Task details: Recast the part of the entries that opens with the line containing "Expected: one point per instance of the lit" and runs through the end of the entries as a JSON list of strings, one string per line, skipping blank lines and leaving out the pictures.

+--

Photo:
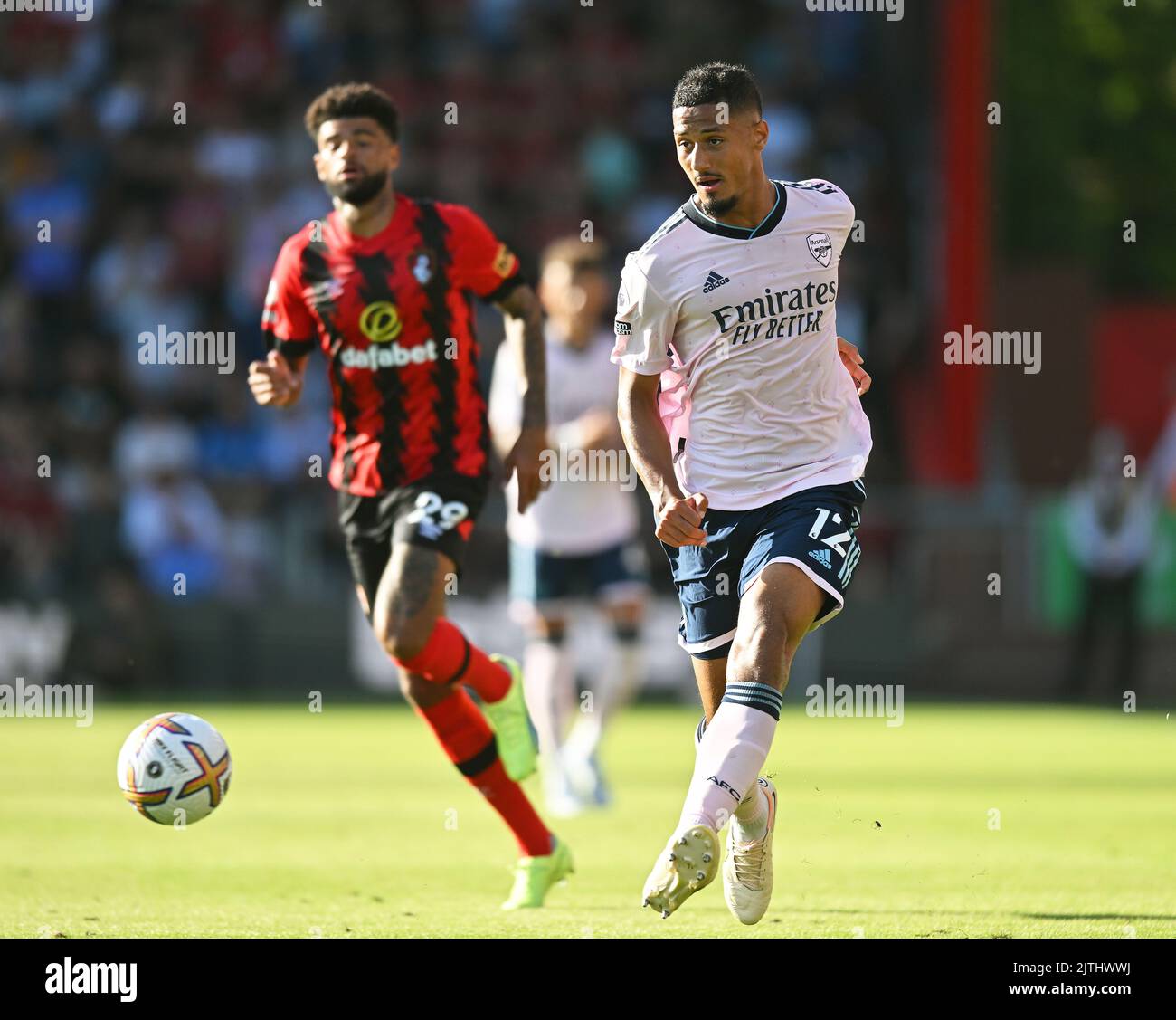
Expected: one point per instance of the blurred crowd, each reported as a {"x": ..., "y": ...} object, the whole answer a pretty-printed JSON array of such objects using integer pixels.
[{"x": 153, "y": 159}]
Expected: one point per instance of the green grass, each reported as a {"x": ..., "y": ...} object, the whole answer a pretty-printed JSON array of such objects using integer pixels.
[{"x": 341, "y": 824}]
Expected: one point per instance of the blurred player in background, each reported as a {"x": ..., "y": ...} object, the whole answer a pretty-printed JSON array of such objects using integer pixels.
[
  {"x": 580, "y": 537},
  {"x": 740, "y": 408},
  {"x": 383, "y": 286}
]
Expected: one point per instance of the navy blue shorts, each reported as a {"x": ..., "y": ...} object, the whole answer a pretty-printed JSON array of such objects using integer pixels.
[
  {"x": 545, "y": 580},
  {"x": 815, "y": 529}
]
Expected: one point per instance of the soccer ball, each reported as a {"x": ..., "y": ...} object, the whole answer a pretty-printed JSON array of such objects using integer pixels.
[{"x": 175, "y": 768}]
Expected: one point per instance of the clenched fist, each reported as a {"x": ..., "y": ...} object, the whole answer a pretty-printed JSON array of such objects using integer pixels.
[
  {"x": 680, "y": 521},
  {"x": 274, "y": 381}
]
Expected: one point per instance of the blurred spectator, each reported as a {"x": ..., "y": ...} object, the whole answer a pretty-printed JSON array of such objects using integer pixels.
[{"x": 1109, "y": 522}]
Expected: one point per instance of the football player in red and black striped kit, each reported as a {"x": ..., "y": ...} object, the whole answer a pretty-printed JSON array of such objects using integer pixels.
[{"x": 384, "y": 286}]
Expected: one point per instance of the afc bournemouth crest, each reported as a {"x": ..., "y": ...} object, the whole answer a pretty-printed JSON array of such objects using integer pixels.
[
  {"x": 420, "y": 265},
  {"x": 821, "y": 247}
]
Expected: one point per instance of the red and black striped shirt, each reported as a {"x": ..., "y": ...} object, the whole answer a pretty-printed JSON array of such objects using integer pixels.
[{"x": 394, "y": 316}]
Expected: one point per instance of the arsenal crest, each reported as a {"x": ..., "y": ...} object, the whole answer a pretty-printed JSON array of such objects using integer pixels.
[{"x": 821, "y": 247}]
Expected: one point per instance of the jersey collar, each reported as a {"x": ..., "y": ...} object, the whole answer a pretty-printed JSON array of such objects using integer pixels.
[{"x": 765, "y": 226}]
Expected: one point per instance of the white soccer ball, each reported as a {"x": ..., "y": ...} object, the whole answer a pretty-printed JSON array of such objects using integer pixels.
[{"x": 175, "y": 768}]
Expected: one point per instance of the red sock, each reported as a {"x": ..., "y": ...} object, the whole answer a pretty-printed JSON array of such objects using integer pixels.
[
  {"x": 450, "y": 658},
  {"x": 469, "y": 740}
]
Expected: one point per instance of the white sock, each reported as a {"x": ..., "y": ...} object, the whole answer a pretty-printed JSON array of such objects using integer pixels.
[
  {"x": 548, "y": 687},
  {"x": 732, "y": 753},
  {"x": 752, "y": 815}
]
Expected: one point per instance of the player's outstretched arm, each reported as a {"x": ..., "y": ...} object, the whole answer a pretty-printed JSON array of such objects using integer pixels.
[
  {"x": 678, "y": 517},
  {"x": 275, "y": 380},
  {"x": 525, "y": 332}
]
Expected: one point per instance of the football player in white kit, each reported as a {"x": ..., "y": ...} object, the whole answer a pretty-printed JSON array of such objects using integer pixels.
[
  {"x": 580, "y": 539},
  {"x": 747, "y": 430}
]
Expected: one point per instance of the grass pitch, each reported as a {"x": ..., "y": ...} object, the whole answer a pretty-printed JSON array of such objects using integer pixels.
[{"x": 964, "y": 821}]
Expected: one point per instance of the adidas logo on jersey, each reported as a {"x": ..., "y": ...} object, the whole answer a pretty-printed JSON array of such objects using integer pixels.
[
  {"x": 822, "y": 558},
  {"x": 714, "y": 281}
]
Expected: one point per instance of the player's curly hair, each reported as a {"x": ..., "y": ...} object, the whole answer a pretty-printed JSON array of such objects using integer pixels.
[
  {"x": 354, "y": 99},
  {"x": 718, "y": 82}
]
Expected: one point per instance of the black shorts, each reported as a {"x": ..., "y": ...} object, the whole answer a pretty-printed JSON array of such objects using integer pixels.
[
  {"x": 436, "y": 512},
  {"x": 815, "y": 529}
]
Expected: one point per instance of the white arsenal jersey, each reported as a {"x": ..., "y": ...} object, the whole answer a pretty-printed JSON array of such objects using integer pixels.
[{"x": 741, "y": 326}]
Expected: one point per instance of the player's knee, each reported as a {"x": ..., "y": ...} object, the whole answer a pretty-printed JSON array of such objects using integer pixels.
[
  {"x": 420, "y": 691},
  {"x": 401, "y": 639},
  {"x": 763, "y": 654}
]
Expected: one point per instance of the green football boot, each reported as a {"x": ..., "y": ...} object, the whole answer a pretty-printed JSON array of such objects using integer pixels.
[{"x": 536, "y": 875}]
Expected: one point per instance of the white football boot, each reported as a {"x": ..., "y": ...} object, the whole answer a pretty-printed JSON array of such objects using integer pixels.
[
  {"x": 689, "y": 862},
  {"x": 747, "y": 870}
]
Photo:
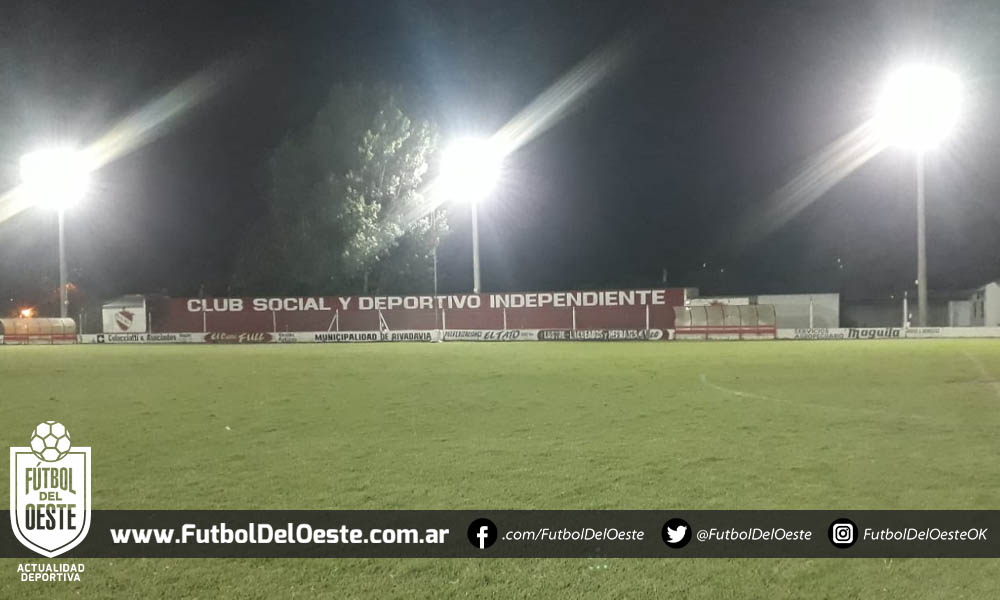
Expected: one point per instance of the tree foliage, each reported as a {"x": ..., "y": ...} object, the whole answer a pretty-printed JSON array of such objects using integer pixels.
[{"x": 342, "y": 197}]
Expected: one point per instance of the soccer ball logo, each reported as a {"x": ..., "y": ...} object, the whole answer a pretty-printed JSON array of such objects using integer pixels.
[{"x": 50, "y": 441}]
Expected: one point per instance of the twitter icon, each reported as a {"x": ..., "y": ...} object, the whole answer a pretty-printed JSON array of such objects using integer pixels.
[{"x": 676, "y": 533}]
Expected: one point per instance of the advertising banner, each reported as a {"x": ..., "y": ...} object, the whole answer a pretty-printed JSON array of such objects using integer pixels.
[{"x": 605, "y": 309}]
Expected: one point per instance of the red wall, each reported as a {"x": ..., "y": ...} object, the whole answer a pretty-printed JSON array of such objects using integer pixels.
[{"x": 218, "y": 314}]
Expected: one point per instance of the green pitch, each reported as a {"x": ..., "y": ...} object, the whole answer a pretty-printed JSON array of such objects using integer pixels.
[{"x": 824, "y": 425}]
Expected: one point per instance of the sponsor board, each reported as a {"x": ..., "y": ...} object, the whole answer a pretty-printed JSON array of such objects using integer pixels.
[
  {"x": 886, "y": 333},
  {"x": 50, "y": 510},
  {"x": 334, "y": 337},
  {"x": 874, "y": 333},
  {"x": 569, "y": 299},
  {"x": 952, "y": 332},
  {"x": 216, "y": 337},
  {"x": 490, "y": 335},
  {"x": 812, "y": 333},
  {"x": 137, "y": 338},
  {"x": 842, "y": 333},
  {"x": 600, "y": 335}
]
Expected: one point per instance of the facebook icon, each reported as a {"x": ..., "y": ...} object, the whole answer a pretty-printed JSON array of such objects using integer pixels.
[{"x": 482, "y": 533}]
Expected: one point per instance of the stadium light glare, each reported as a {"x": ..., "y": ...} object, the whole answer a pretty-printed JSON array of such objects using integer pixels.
[
  {"x": 55, "y": 178},
  {"x": 469, "y": 172},
  {"x": 470, "y": 169},
  {"x": 919, "y": 107}
]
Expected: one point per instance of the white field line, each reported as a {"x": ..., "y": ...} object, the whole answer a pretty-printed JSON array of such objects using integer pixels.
[
  {"x": 982, "y": 371},
  {"x": 737, "y": 393},
  {"x": 829, "y": 407}
]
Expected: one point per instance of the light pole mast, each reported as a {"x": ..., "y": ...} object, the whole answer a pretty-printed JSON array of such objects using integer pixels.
[
  {"x": 475, "y": 248},
  {"x": 921, "y": 245},
  {"x": 63, "y": 299}
]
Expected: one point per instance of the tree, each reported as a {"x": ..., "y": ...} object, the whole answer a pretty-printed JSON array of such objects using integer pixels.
[{"x": 345, "y": 202}]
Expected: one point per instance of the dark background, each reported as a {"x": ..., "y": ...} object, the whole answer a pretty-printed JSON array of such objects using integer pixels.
[{"x": 717, "y": 107}]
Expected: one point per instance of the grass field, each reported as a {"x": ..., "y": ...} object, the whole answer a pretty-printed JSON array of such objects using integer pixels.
[{"x": 825, "y": 425}]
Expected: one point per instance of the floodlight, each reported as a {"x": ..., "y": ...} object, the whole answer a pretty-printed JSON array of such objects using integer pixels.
[
  {"x": 55, "y": 178},
  {"x": 919, "y": 106},
  {"x": 471, "y": 169}
]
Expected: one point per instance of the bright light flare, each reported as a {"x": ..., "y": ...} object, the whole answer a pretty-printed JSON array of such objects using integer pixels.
[
  {"x": 55, "y": 178},
  {"x": 470, "y": 169},
  {"x": 919, "y": 107}
]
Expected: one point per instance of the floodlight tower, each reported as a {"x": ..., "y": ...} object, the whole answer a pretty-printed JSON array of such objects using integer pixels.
[
  {"x": 918, "y": 109},
  {"x": 56, "y": 178},
  {"x": 470, "y": 171}
]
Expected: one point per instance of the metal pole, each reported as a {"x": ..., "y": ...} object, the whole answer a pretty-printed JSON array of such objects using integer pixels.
[
  {"x": 63, "y": 300},
  {"x": 475, "y": 248},
  {"x": 434, "y": 253},
  {"x": 921, "y": 245}
]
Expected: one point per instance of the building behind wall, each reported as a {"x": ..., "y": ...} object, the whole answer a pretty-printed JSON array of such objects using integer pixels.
[
  {"x": 982, "y": 309},
  {"x": 792, "y": 311}
]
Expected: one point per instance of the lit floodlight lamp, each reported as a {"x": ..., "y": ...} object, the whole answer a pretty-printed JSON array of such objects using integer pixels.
[
  {"x": 919, "y": 107},
  {"x": 55, "y": 178},
  {"x": 470, "y": 169}
]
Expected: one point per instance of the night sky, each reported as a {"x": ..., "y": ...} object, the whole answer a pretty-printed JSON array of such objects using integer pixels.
[{"x": 714, "y": 109}]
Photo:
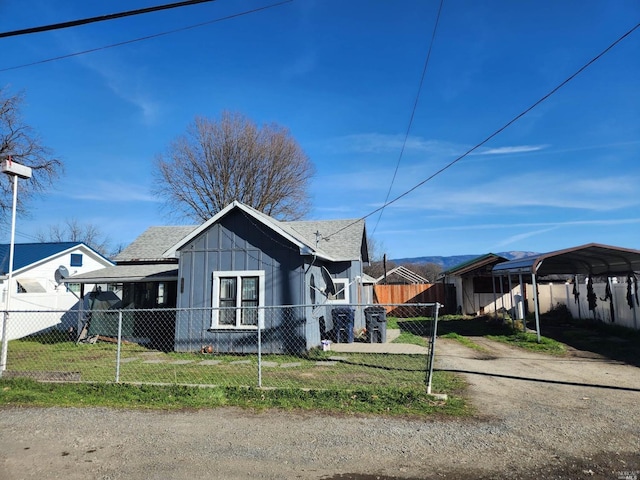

+--

Solution for this task:
[
  "Expected: one point per instance of the lit floodlight lamp, each reported as a {\"x\": ..., \"y\": ...} object, the whole answer a pretty-printed JSON array of such objects using integer pixels.",
  "[",
  "  {\"x\": 919, \"y\": 107},",
  "  {\"x\": 55, \"y\": 178},",
  "  {\"x\": 470, \"y\": 169}",
  "]",
  "Expected: one point per instance of the night sky, each reported as a {\"x\": ..., \"y\": ...} object, the whole answer a pretty-printed JSON array of such objects using integer pixels.",
  "[{\"x\": 714, \"y\": 109}]",
  "Photo:"
]